Raw entries
* begin *

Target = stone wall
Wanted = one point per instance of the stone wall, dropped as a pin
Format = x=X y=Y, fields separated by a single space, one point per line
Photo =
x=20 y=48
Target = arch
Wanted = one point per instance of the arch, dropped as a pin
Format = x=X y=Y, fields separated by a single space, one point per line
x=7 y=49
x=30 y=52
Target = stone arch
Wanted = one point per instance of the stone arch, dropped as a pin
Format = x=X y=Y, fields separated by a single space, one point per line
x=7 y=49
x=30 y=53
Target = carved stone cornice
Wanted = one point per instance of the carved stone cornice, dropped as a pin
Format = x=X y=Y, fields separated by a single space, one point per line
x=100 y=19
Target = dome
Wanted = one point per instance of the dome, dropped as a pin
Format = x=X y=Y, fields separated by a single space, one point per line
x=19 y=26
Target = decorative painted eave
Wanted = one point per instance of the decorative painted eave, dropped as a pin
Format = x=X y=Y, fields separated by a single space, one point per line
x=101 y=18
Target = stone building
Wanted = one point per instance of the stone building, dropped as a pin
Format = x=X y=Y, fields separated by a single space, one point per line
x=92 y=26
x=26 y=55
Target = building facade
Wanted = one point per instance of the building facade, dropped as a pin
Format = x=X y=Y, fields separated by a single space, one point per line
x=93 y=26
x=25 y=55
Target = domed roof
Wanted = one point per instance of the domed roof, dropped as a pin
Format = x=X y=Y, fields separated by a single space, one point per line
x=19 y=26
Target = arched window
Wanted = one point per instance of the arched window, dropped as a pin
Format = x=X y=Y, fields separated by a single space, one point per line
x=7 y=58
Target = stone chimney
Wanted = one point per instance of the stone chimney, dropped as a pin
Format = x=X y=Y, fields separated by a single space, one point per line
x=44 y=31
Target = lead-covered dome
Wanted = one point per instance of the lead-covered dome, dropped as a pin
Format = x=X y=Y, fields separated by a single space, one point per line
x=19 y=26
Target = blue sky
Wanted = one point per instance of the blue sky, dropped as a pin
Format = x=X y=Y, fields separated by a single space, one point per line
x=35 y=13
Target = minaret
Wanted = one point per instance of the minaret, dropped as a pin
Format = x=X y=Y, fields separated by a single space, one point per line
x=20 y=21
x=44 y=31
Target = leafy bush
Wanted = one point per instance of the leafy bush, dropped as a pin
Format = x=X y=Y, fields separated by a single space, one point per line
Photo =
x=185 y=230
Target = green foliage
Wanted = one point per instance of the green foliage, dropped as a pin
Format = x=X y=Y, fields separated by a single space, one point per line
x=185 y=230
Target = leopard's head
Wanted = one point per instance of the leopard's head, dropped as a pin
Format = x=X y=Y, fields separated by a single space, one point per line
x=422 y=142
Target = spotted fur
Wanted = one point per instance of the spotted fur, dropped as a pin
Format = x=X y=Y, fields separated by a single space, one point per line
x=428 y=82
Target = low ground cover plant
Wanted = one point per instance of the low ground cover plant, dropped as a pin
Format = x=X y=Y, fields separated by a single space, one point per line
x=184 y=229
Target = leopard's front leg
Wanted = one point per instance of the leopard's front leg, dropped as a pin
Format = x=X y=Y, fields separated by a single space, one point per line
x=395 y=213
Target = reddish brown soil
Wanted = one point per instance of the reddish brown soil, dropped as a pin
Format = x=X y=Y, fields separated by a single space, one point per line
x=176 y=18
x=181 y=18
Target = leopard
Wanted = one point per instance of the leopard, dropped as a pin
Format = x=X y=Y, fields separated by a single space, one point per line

* end *

▸ Challenge: Rewrite every line of the entries above as a numbered list, omitting blank lines.

▸ Full answer:
1. Target = stone wall
2. Wanted = one point per instance of the stone wall, dropped as a pin
3. Format = x=X y=Y, fields separated by a single space, one point per line
4. Photo =
5. x=20 y=48
6. Target = arch
7. Wanted = one point per instance of the arch, dropped as a pin
8. Format = x=X y=Y, fields separated by a single space, one point per line
9. x=7 y=49
10. x=30 y=52
11. Target = stone arch
12. Wanted = one point per instance of the stone arch, dropped as a pin
13. Format = x=X y=Y, fields separated by a single space, one point per line
14. x=7 y=49
15. x=30 y=53
16. Target = carved stone cornice
17. Wanted = one point per instance of the carved stone cornice, dropped as a pin
18. Format = x=X y=Y, fields separated by a single space, one point per line
19. x=100 y=19
20. Target = dome
21. Wanted = one point per instance of the dome, dropped as a pin
22. Format = x=X y=Y, fields separated by a single space, one point per line
23. x=19 y=26
24. Target = decorative painted eave
25. Wanted = one point per instance of the decorative painted eave, dropped as a pin
26. Format = x=X y=Y, fields separated by a single space, one point per line
27. x=101 y=18
28. Target = stone building
29. Wanted = one point per instance of the stone building, dropped as a pin
30. Format = x=X y=Y, fields separated by a single space, one point per line
31. x=92 y=26
32. x=26 y=55
33. Target = building facade
34. Wanted = one point per instance of the building facade, dropped as a pin
35. Format = x=X y=Y, fields separated by a single space, one point per line
36. x=93 y=26
37. x=25 y=55
38. Target = domed roof
39. Wanted = one point per instance of the domed roof, dropped as a pin
40. Format = x=X y=Y, fields separated by a single space, one point per line
41. x=19 y=26
42. Target = arched window
43. Wanted = one point per instance of the arched window, dropped as a pin
44. Format = x=X y=Y, fields separated by a single space, one point per line
45. x=7 y=58
46. Target = stone chimney
47. Wanted = one point per instance of the stone chimney, dropped as a pin
48. Format = x=X y=Y, fields separated by a single space, one point per line
49. x=44 y=31
50. Target = lead-covered dome
51. Wanted = one point per instance of the lead-covered dome, dropped as a pin
52. Format = x=X y=Y, fields separated by a single space, one point per line
53. x=19 y=26
54. Target = blue sky
55. Wanted = one point per instance of the blue sky, dropped as a pin
56. Format = x=X y=Y, fields separated by a single space, one point per line
57. x=35 y=13
58. Target = minaret
59. Wanted = one point per instance of the minaret, dropped as a pin
60. Format = x=X y=Y, fields separated by a single space, one point per line
61. x=20 y=21
62. x=44 y=31
63. Target = leafy bush
64. Wanted = one point per instance of the leafy bush, dropped as a pin
65. Format = x=X y=Y, fields separated by a single space, one point per line
66. Photo =
67. x=185 y=230
68. Target = green foliage
69. Wanted = one point per instance of the green foliage, dropped as a pin
70. Format = x=X y=Y, fields separated by a single space, one point per line
71. x=185 y=230
72. Target = leopard's head
73. Wanted = one point per instance of the leopard's head, dropped as a pin
74. Format = x=X y=Y, fields separated by a single space, one point per line
75. x=422 y=142
76. Target = spotted fur
77. Wanted = one point per instance of the spotted fur, dropped as a pin
78. Format = x=X y=Y, fields separated by a single space, one point per line
79. x=428 y=82
80. Target = low ground cover plant
81. Wanted = one point per instance of the low ground cover plant, dropped as a pin
82. Format = x=X y=Y, fields separated by a single space, one point per line
83. x=184 y=229
84. Target = leopard's front leg
85. Wanted = one point per instance of the leopard's front leg, dropped as a pin
86. Format = x=X y=Y, fields separated by a single space, one point per line
87. x=395 y=213
88. Target = reddish brown soil
89. Wanted = one point per instance of the reddish brown soil, dropped as a pin
90. Format = x=X y=Y, fields separated by a single space, one point per line
91. x=176 y=18
92. x=181 y=18
93. Target = leopard
94. Wanted = one point per instance of the leopard, dropped as a pin
95. Format = x=X y=Y, fields separated by a single space, one point per line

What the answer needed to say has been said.